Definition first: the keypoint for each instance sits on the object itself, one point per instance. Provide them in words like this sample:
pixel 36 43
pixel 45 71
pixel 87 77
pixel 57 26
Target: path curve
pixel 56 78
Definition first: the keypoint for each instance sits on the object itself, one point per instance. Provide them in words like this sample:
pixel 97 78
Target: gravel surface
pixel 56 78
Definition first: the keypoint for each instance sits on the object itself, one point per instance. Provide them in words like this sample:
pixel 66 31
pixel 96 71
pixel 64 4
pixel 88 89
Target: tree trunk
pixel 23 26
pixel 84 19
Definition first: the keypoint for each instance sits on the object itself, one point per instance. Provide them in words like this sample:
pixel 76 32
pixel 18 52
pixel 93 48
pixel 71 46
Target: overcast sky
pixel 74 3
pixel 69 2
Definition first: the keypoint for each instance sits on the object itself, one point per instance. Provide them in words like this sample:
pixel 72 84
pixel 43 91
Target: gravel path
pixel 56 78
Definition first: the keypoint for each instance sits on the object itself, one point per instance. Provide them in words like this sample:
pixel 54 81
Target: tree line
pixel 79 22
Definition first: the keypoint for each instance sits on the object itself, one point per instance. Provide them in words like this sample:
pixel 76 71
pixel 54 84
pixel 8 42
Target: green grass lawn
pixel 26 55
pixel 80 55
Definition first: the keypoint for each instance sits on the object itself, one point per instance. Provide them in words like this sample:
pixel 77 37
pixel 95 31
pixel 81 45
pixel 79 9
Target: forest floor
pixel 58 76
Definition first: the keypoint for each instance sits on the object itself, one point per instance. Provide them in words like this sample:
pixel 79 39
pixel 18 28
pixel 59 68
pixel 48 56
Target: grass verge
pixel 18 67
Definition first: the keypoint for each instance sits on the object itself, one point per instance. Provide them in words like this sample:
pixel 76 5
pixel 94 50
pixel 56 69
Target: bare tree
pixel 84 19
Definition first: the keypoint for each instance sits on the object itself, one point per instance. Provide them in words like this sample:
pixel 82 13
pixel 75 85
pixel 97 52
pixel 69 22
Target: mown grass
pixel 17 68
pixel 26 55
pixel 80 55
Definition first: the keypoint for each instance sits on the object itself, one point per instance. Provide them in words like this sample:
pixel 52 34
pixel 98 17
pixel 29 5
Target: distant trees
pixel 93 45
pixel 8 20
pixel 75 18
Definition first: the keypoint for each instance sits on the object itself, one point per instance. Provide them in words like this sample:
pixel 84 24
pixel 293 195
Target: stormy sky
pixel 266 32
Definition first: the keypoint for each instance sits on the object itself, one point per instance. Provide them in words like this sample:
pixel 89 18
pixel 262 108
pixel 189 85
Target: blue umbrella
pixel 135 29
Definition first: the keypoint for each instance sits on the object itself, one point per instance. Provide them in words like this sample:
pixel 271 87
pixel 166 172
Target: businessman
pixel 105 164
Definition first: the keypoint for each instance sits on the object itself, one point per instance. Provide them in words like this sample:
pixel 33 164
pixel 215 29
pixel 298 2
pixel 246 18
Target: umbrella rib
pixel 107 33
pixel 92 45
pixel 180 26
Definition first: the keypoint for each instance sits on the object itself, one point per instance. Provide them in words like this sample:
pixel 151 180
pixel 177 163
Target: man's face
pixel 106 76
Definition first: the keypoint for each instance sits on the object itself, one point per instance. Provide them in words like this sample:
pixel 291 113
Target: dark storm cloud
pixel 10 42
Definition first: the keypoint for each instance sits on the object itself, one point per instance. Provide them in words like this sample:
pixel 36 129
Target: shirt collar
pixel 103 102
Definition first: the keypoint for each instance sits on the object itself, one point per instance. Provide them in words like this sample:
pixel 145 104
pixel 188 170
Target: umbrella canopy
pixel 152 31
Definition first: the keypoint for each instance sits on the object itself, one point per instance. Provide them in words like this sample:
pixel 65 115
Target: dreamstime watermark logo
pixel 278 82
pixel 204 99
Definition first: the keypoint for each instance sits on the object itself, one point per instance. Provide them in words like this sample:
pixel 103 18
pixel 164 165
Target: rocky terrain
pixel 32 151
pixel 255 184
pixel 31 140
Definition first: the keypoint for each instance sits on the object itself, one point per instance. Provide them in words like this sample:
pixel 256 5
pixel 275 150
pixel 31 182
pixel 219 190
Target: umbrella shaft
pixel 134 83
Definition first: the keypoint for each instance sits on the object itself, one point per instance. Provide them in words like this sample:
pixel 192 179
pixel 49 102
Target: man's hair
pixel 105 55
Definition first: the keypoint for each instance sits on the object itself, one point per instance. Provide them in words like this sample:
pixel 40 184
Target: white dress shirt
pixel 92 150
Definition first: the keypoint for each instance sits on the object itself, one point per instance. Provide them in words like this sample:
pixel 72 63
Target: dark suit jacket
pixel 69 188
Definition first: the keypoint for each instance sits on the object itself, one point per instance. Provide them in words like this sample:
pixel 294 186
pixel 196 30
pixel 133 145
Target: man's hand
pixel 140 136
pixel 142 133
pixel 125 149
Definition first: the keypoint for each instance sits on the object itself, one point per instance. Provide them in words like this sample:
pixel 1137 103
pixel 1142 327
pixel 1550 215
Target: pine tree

------------

• **REQUEST**
Repeat every entry exactly as written above.

• **THE OUTPUT**
Definition first: the keypoint for each instance sits on the object itself, one point per instance. Provide them in words like this sample:
pixel 36 43
pixel 45 71
pixel 87 77
pixel 57 26
Target: path curve
pixel 56 78
Definition first: the keypoint for each instance sits on the object itself, one point per instance. Provide them in words like this sample:
pixel 97 78
Target: gravel surface
pixel 56 78
Definition first: the keypoint for each instance sits on the object itself, one point per instance. Provide them in words like this sample:
pixel 66 31
pixel 96 71
pixel 64 4
pixel 88 89
Target: tree trunk
pixel 23 26
pixel 84 19
Definition first: the keypoint for each instance sits on the object itself, one point per instance. Provide them in words like this sample:
pixel 76 32
pixel 18 52
pixel 93 48
pixel 71 46
Target: overcast sky
pixel 74 3
pixel 69 2
Definition first: the keypoint for each instance sits on the object itself, one point per instance. Provide them in words like this sample:
pixel 72 84
pixel 43 91
Target: gravel path
pixel 56 78
Definition first: the keypoint for each instance sits on the object itself, one point per instance. Provide them in words like this sample:
pixel 54 81
Target: tree line
pixel 79 22
Definition first: the keypoint for each instance sits on the object itself, one point per instance. Provide them in words like this sample:
pixel 76 71
pixel 54 84
pixel 8 42
Target: green grass lawn
pixel 26 55
pixel 80 55
Definition first: the keypoint for each instance sits on the object itself, one point per instance. Provide them in words like this sample:
pixel 77 37
pixel 95 31
pixel 81 45
pixel 79 9
Target: forest floor
pixel 58 76
Definition first: the keypoint for each instance sits on the object itself, one point per instance. Provide them in words like this sample:
pixel 79 39
pixel 18 28
pixel 59 68
pixel 48 56
Target: grass verge
pixel 18 67
Definition first: the keypoint for each instance sits on the object itself, one point per instance. Provide them in words like this sample:
pixel 76 5
pixel 94 50
pixel 56 69
Target: bare tree
pixel 84 19
Definition first: the keypoint for each instance sits on the object itself, one point per instance. Provide them in words like this sample:
pixel 82 13
pixel 75 85
pixel 97 52
pixel 69 22
Target: mown grass
pixel 17 68
pixel 26 55
pixel 80 55
Definition first: the keypoint for each instance sits on the object itself, one point per instance. Provide them in words like this sample:
pixel 52 34
pixel 98 17
pixel 29 5
Target: distant trees
pixel 93 45
pixel 8 20
pixel 75 18
Definition first: the keypoint for each instance sits on the object itself, one point per instance. Provide them in words like this sample:
pixel 84 24
pixel 293 195
Target: stormy sky
pixel 266 32
Definition first: the keypoint for each instance sits on the object itself, one point per instance. Provide them in words like this sample:
pixel 89 18
pixel 262 108
pixel 189 85
Target: blue umbrella
pixel 135 29
Definition first: the keypoint for each instance sits on the object itself, one point per instance. Provide them in words like this sample:
pixel 271 87
pixel 166 172
Target: businessman
pixel 105 164
Definition first: the keypoint for each instance sits on the object itself, one point per instance. Provide them in words like this sample:
pixel 33 164
pixel 215 29
pixel 298 2
pixel 246 18
Target: umbrella rib
pixel 107 33
pixel 92 45
pixel 180 26
Definition first: the keypoint for each instance sits on the object itself, one point per instance. Provide them in words like this sample:
pixel 151 180
pixel 177 163
Target: man's face
pixel 106 76
Definition first: the keypoint for each instance sits on the object itself, one point per instance. Provide them in words like this sample:
pixel 291 113
Target: dark storm cloud
pixel 10 42
Definition first: the keypoint for each instance sits on the object itself, one point per instance. Provide them in words like this sample:
pixel 36 129
Target: shirt collar
pixel 103 102
Definition first: the keypoint for each instance sits on the object itself, one point per instance. Provide them in words like this sample:
pixel 145 104
pixel 188 170
Target: umbrella canopy
pixel 152 31
Definition first: the keypoint for each instance sits on the object itself, one point per instance. Provide them in words like this sample:
pixel 65 115
Target: dreamstime watermark logo
pixel 278 82
pixel 204 99
Definition first: the keypoint for each instance sits on the object itself, one point per instance. Provide them in words like this sample:
pixel 103 18
pixel 164 165
Target: rocky terrain
pixel 32 151
pixel 255 184
pixel 31 140
Definition first: the keypoint for each instance sits on the object itself, one point per instance. Provide them in words like this sample:
pixel 256 5
pixel 275 150
pixel 31 182
pixel 219 190
Target: umbrella shaft
pixel 134 83
Definition first: the keypoint for each instance sits on the object itself, one point per instance. Provide them in words like this sample:
pixel 192 179
pixel 49 102
Target: man's hair
pixel 105 55
Definition first: the keypoint for each instance sits on the object itself, one point per instance. Provide them in words like this sample:
pixel 40 184
Target: white dress shirt
pixel 92 150
Definition first: the keypoint for each instance sits on the object itself, one point per instance. Provide them in words like this sample:
pixel 72 63
Target: dark suit jacket
pixel 69 188
Definition first: the keypoint for each instance sits on the object itself, one point per instance. Provide them in words like this sample:
pixel 294 186
pixel 196 30
pixel 133 145
Target: man's hand
pixel 140 136
pixel 142 133
pixel 125 149
Definition first: the keypoint for each instance sits on the object itself, one point per instance. Provide them in words like this sample:
pixel 1137 103
pixel 1142 327
pixel 1550 215
Target: pine tree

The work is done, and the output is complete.